Written exercise: Pull out every line of the records below that contains the word "parking", matching case exactly.

Dataset rows:
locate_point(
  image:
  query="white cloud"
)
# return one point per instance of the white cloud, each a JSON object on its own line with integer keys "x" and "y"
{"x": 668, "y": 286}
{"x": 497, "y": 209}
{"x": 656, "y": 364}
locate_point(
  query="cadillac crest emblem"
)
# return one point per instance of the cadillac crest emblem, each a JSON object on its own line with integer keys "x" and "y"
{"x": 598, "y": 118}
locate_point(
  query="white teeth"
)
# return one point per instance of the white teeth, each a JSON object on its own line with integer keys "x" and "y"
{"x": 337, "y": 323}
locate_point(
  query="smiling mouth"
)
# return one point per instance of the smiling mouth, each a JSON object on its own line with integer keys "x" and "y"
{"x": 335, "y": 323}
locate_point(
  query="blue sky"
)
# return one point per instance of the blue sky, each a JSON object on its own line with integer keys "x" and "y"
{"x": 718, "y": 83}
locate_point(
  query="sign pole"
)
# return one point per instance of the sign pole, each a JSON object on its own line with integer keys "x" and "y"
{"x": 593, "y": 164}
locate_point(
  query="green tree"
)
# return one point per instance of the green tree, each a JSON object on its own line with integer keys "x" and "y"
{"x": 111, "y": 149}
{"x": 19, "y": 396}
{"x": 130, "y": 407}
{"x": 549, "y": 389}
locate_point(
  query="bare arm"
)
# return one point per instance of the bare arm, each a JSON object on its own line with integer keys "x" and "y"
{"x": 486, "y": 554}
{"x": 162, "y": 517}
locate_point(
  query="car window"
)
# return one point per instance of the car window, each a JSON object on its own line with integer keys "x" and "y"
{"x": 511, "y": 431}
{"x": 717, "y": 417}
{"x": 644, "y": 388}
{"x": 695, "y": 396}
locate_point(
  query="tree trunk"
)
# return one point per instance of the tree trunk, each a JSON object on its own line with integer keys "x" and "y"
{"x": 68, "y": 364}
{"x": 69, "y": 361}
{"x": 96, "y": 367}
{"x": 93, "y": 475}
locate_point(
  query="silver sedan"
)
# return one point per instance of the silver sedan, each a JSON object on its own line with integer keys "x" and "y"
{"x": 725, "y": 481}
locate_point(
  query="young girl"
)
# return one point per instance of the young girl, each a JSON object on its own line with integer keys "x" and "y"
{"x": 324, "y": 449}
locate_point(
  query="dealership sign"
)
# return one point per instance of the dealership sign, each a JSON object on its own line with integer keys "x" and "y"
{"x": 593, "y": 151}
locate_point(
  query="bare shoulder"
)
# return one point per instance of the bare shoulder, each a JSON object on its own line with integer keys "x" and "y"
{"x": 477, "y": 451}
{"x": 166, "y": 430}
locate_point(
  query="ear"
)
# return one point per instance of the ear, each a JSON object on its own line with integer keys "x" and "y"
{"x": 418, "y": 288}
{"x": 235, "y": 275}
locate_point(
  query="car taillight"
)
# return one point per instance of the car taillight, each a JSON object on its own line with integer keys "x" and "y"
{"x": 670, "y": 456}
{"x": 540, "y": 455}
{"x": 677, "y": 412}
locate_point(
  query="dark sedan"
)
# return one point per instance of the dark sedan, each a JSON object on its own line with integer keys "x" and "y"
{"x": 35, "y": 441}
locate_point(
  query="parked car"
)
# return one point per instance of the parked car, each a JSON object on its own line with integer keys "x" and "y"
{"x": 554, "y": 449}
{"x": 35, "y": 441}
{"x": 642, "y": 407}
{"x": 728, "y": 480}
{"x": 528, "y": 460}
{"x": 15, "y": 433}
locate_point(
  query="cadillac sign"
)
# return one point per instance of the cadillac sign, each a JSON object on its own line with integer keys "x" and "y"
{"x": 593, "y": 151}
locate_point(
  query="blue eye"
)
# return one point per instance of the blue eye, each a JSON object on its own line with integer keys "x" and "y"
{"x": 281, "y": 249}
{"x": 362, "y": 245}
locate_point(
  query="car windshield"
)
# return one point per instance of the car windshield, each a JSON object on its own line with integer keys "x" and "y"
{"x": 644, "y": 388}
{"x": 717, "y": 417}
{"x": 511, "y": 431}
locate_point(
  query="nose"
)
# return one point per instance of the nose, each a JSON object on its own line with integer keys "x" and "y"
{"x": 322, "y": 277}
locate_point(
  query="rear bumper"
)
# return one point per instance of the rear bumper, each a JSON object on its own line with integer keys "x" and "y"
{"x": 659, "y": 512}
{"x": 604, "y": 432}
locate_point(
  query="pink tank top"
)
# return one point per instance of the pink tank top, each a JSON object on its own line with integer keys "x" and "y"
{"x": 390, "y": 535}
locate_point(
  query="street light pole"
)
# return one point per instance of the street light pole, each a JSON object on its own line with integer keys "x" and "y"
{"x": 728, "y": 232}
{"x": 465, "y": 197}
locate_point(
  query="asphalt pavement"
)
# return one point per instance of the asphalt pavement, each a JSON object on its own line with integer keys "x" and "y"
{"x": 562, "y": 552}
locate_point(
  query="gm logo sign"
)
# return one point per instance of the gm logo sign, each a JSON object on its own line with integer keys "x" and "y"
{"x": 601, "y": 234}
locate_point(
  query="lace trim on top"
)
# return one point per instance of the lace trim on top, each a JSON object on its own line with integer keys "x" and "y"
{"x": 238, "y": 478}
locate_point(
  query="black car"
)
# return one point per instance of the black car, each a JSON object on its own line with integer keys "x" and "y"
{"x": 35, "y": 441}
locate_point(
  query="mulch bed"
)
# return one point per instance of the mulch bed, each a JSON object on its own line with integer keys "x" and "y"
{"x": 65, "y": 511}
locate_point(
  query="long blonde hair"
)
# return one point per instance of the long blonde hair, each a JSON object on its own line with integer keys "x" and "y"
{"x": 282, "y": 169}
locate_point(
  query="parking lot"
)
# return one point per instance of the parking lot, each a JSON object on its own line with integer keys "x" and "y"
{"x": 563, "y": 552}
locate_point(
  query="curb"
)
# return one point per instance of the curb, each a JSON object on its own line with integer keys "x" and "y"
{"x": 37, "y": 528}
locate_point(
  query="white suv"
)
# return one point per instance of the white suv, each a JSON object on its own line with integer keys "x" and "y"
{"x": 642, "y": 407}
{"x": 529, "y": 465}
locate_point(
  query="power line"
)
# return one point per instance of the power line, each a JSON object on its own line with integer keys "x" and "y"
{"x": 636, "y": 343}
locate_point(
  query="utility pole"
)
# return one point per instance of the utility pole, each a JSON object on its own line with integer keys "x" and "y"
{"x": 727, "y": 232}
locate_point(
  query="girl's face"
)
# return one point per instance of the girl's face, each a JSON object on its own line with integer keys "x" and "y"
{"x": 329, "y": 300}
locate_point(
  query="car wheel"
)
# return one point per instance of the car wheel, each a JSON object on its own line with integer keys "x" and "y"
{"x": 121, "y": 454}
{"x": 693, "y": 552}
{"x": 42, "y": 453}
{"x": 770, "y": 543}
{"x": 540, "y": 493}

The result:
  query="parking lot"
# return one point per instance of the parking lot, each a JSON object on its own line with integer keys "x" and "y"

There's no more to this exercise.